▶ [GOAL]: Rewrite the material below, changing each "Localize" to "Locate" and keeping every other character as it is.

▶ [EXERCISE MATERIALS]:
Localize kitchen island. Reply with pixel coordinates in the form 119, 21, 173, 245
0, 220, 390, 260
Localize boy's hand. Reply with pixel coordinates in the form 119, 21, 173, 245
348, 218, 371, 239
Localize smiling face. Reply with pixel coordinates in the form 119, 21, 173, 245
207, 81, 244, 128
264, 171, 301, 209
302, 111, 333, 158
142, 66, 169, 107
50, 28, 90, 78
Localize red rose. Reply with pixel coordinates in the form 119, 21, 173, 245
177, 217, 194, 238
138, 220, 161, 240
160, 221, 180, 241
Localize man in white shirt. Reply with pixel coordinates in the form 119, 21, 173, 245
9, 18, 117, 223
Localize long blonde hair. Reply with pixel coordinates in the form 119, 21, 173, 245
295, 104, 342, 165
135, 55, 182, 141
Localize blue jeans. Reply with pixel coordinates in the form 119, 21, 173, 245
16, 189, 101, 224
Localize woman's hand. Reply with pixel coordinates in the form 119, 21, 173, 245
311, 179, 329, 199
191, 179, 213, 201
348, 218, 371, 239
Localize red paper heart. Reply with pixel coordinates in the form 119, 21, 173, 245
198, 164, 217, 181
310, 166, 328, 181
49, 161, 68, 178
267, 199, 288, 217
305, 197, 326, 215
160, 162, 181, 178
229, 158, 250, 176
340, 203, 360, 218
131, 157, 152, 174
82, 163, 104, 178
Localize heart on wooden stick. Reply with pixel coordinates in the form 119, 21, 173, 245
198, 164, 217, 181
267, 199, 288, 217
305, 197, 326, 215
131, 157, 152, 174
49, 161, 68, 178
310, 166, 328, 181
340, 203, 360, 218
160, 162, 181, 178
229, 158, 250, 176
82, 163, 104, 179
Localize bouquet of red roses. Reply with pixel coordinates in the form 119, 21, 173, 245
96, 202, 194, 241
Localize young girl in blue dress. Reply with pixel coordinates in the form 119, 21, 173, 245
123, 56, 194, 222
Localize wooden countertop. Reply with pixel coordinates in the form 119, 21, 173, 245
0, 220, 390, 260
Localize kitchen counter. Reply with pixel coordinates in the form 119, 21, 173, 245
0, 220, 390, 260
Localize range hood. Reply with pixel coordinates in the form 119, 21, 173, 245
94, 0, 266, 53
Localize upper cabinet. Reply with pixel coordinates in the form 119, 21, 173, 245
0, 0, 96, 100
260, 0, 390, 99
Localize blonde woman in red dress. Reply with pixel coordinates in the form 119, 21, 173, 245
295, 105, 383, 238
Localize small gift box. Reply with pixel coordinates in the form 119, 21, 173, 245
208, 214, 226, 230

▶ [ANSWER TO THE EXERCISE]:
Locate kitchen island. Reply with pixel coordinates in the form 119, 21, 173, 245
0, 220, 390, 260
Locate boy's hand. Reply with pixel coordinates in the form 119, 21, 173, 245
348, 218, 371, 239
Locate smiling face. Reply with pixel coordinates in the form 119, 21, 173, 245
207, 81, 244, 128
264, 171, 301, 209
302, 111, 333, 158
142, 66, 169, 107
50, 28, 90, 78
Locate red rose. Reply with pixel coordinates in the form 119, 21, 173, 245
177, 217, 194, 238
138, 220, 161, 240
160, 221, 180, 241
Locate man in white shirt. Reply with pixel coordinates in the form 119, 21, 173, 245
9, 18, 117, 223
Locate long blonde hair. Reply with pixel coordinates in the form 119, 21, 173, 245
295, 104, 342, 165
135, 55, 182, 141
Locate blue jeans. Reply with pixel coordinates in the form 119, 21, 173, 245
16, 189, 101, 224
Locate woman's hand. Reply with pixel coordinates in the form 119, 21, 173, 245
311, 179, 329, 199
191, 179, 213, 201
348, 218, 371, 239
Locate red paper heart. Reply with pixel coordinates in the form 119, 21, 173, 245
198, 164, 217, 181
310, 166, 328, 181
49, 161, 68, 178
267, 199, 288, 217
305, 197, 326, 215
160, 162, 181, 178
229, 158, 250, 176
340, 203, 360, 218
131, 157, 152, 174
82, 163, 104, 178
Locate heart on wooden stick. Reply with pixel coordinates in the form 119, 21, 173, 245
198, 164, 217, 181
267, 199, 288, 217
305, 197, 326, 215
131, 157, 152, 174
49, 161, 68, 178
310, 166, 328, 181
340, 203, 360, 218
160, 162, 181, 178
229, 158, 250, 176
82, 163, 104, 179
Locate bouquet of red roses. Reply with pixel coordinates in the form 119, 21, 173, 245
96, 202, 194, 241
Locate young girl in blue dress. Reply with pixel coordinates in the form 119, 21, 173, 245
123, 56, 194, 222
Locate wooden countertop. Reply with pixel coordinates in the form 119, 21, 173, 245
0, 220, 390, 260
Locate kitchen counter. Reply with pixel coordinates in the form 119, 21, 173, 245
0, 220, 390, 260
Locate range hood. Reply with pixel coordinates in the form 119, 21, 173, 245
94, 0, 266, 53
Locate upper cabinet. Reply with pixel coordinates in the form 119, 21, 173, 245
0, 0, 96, 100
260, 0, 390, 99
Locate blonde woman in red dress. Reply with pixel coordinates in the form 119, 21, 173, 245
295, 105, 383, 238
Locate small gift box. Reply with pixel coordinates in the form 119, 21, 173, 245
208, 214, 226, 230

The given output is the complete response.